Author: Tobit Flatscher (2022 - 2024)
The following sections will outline a few things to consider when setting up a real-time capable systems and optimizations that should help improve its real-time performance significantly and different techniques for benchmarking the real-time performance of a system. This guide is largely based on the exhaustive Red Hat optimisation guide, focusing on particular aspects of it. Additional information can be found in the Ubuntu real-time kernel tuning guide as well as here.
The latency on most computers that are optimised for energy efficiency - like laptops - will be a magnitude or two larger than the one of a desktop system as can also clearly be seen browsing the OSADL latency plots. It is therefore generally not advisable to use laptops for real-time tests (with and without a Docker): Some might have decent performance most of the time but might result in huge latencies in the magnitude of milliseconds when run over an extended period. Some single-board computers like the Raspberry Pi, seem to be surprisingly decent but still can't compete with a desktop computer. The Open Source Automation Development Lab eG (OSADL) performs long-term tests on several systems that can be inspected on their website in case you want to compare the performance of your system to others.

### Data extract
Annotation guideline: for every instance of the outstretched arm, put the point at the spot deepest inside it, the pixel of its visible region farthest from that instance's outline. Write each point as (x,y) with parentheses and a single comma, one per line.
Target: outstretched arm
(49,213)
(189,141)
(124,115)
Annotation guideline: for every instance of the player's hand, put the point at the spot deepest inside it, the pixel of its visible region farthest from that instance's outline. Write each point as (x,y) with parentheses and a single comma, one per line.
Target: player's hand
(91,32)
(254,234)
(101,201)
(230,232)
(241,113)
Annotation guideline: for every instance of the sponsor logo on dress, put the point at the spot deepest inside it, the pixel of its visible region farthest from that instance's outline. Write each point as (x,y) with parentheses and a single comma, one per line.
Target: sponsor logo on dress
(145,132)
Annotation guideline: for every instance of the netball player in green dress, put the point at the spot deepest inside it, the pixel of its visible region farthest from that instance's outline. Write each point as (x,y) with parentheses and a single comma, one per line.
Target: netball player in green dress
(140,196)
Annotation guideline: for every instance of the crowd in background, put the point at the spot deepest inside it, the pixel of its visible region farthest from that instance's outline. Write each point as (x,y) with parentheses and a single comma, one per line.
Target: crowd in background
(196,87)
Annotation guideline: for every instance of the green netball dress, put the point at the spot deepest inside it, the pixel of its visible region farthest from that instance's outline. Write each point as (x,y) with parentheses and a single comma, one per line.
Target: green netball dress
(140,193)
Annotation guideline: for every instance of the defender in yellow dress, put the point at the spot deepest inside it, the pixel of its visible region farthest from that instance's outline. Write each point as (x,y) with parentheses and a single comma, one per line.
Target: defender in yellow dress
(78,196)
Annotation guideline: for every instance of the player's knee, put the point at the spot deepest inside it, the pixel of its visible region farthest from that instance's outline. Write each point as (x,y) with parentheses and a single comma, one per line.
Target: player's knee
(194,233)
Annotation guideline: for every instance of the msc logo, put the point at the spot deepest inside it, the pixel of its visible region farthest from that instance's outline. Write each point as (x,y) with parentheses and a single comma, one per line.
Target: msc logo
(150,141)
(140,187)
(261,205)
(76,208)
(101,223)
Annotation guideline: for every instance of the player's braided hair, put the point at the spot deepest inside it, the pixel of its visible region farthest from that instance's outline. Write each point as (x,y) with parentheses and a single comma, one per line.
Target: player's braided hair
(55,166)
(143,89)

### Exercises
**1.** Answer these questions from the real-time tuning text:
(a) Which optimization guide is the text largely based on?
(b) How much larger is the latency on computers optimized for energy efficiency than on a desktop system?
(c) Which organization performs long-term tests on several systems?
**2.** Repeat the part of the real-time tuning text between "The following sections" and "well as here.", inclusive.
The entries are separate material from the real-time tuning text.

### Responses by task
**1.**
(a) The Red Hat optimisation guide.
(b) A magnitude or two larger.
(c) The Open Source Automation Development Lab eG (OSADL).

**2.**
The following sections will outline a few things to consider when setting up a real-time capable systems and optimizations that should help improve its real-time performance significantly and different techniques for benchmarking the real-time performance of a system. This guide is largely based on the exhaustive Red Hat optimisation guide, focusing on particular aspects of it. Additional information can be found in the Ubuntu real-time kernel tuning guide as well as here.